§ **Exercise brief**: In the listing that follows, the lines starting at the one containing "Show every dark" and ending at the one containing "Show every french" are to be returned exactly, both boundary lines included, and no others.
▼
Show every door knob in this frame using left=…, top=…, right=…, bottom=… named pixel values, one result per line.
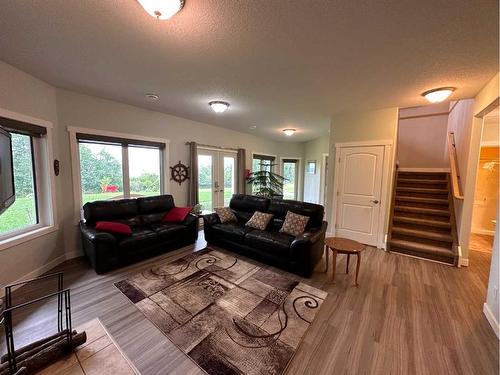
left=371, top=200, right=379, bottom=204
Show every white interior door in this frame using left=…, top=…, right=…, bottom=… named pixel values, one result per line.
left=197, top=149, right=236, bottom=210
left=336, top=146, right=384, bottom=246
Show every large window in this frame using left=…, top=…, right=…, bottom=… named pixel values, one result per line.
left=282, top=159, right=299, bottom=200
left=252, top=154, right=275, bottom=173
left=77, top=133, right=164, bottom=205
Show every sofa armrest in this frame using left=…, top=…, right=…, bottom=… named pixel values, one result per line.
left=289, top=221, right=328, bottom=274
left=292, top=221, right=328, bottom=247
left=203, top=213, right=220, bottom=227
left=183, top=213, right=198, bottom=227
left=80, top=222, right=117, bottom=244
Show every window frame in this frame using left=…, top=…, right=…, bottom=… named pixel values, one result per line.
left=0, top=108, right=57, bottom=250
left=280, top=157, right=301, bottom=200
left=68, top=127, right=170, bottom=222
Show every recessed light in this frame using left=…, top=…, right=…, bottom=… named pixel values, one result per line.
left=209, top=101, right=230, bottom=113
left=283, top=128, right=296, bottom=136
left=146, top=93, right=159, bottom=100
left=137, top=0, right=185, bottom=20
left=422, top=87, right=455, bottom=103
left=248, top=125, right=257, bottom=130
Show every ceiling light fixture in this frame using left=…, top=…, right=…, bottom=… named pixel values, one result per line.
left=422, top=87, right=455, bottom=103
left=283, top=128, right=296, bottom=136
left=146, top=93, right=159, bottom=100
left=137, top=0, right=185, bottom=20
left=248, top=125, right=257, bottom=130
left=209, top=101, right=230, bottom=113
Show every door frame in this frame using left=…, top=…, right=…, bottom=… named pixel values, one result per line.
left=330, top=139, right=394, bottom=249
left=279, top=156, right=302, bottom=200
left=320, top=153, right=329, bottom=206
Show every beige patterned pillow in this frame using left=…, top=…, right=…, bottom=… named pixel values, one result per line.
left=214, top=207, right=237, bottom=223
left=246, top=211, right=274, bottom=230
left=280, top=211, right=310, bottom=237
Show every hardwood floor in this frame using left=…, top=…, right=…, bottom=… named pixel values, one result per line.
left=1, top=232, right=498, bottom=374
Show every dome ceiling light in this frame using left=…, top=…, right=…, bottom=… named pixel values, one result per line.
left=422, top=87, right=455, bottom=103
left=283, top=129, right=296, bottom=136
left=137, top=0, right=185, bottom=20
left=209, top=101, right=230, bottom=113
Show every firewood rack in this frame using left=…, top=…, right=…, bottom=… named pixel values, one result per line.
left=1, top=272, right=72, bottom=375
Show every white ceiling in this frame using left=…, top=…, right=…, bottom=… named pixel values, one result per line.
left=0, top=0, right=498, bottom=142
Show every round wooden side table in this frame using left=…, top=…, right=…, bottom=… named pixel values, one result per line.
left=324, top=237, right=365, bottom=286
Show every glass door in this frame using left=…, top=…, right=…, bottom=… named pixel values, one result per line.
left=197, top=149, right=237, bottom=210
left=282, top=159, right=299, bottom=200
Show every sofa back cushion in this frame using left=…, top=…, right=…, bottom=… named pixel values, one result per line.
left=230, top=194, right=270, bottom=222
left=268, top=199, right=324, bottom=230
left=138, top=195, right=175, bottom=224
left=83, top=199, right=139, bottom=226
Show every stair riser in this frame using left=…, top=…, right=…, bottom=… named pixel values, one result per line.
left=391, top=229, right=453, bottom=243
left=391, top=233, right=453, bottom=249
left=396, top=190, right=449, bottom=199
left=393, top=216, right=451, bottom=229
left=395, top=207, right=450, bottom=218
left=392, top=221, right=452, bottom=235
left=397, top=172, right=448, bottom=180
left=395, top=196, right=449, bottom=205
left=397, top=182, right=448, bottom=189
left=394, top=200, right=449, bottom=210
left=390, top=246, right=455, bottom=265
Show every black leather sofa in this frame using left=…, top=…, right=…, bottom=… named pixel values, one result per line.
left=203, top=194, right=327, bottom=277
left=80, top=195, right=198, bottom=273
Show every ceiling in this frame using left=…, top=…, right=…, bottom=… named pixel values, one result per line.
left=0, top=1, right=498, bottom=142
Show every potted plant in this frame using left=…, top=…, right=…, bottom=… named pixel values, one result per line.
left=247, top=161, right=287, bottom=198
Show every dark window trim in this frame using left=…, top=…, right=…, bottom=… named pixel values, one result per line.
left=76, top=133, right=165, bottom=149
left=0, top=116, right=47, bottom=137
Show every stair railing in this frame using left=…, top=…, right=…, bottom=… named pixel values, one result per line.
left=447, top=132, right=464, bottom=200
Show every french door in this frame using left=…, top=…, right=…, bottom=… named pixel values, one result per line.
▲
▼
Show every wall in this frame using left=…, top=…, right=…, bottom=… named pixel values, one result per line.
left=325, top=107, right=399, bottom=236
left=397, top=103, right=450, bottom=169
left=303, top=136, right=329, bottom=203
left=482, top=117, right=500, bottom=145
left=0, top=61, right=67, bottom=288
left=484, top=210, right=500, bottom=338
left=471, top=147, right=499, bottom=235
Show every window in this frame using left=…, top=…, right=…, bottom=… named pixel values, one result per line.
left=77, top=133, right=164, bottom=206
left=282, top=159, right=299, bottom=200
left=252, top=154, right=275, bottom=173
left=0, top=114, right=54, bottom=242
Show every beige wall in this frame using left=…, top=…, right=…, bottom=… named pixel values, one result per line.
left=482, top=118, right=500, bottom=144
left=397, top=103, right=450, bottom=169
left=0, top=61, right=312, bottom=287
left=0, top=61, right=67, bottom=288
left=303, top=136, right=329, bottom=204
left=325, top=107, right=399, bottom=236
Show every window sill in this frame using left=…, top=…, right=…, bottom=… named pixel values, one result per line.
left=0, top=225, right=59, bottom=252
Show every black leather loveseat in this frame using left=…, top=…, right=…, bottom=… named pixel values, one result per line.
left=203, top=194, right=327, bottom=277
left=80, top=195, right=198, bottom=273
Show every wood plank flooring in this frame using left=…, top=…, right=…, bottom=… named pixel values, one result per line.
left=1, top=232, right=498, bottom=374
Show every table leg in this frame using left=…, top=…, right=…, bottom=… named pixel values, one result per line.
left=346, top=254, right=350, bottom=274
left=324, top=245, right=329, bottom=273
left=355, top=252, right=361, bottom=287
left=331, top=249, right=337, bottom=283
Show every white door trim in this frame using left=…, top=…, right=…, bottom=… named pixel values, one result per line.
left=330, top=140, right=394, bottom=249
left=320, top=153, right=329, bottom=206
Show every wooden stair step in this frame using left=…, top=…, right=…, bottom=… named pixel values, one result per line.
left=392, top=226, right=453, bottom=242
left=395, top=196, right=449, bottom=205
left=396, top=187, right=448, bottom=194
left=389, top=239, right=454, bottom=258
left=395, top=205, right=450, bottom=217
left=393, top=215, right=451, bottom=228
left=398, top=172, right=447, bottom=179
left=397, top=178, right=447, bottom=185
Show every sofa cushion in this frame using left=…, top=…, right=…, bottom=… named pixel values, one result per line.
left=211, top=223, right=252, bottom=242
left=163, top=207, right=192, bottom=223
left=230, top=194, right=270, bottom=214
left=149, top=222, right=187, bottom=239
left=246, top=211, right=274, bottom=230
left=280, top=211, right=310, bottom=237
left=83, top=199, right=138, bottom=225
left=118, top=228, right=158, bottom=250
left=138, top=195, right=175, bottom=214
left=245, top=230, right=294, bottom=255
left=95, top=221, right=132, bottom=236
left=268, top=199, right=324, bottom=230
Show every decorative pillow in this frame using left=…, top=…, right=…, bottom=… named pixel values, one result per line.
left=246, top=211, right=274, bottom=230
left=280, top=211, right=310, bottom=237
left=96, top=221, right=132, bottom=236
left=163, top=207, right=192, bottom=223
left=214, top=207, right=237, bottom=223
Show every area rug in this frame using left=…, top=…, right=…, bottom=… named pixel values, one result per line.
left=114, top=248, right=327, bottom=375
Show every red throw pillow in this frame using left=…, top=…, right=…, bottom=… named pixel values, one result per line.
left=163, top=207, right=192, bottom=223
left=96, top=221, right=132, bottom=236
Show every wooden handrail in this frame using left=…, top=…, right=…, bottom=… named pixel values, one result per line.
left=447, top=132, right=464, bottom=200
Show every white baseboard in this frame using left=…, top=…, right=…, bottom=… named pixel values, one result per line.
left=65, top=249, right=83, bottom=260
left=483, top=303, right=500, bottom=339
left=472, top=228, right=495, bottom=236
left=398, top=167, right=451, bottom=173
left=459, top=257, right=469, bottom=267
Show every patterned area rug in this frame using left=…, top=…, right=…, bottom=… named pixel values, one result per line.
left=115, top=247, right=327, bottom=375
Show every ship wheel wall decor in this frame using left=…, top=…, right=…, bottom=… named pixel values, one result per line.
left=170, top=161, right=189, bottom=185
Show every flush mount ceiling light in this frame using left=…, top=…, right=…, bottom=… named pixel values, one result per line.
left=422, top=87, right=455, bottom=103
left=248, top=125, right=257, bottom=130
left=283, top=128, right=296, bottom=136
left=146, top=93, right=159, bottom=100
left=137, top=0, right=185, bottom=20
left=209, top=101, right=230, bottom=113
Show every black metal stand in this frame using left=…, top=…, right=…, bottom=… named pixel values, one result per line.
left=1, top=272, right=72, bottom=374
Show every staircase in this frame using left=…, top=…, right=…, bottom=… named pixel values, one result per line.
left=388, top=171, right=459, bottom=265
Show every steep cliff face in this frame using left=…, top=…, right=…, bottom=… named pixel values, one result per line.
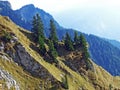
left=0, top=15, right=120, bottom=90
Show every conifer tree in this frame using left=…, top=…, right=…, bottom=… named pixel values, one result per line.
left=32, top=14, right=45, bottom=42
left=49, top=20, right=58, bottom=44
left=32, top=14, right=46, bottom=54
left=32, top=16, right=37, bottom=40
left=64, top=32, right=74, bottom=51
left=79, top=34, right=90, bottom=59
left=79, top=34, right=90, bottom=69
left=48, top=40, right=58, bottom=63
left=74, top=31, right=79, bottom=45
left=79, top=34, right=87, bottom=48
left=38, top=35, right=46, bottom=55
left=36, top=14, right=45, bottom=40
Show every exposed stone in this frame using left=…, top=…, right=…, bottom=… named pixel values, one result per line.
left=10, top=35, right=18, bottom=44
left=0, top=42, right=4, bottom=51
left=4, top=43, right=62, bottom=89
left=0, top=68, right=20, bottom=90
▲
§ **Exercise response**:
Show every dark window trim in this frame using left=…, top=…, right=…, bottom=… named pixel values, one result per line.
left=76, top=133, right=165, bottom=149
left=0, top=116, right=47, bottom=137
Show every stair railing in this frame using left=…, top=…, right=…, bottom=… named pixel values, one result per line.
left=447, top=132, right=464, bottom=200
Show every french door in this frame using left=…, top=…, right=…, bottom=… named pixel values, one result per line.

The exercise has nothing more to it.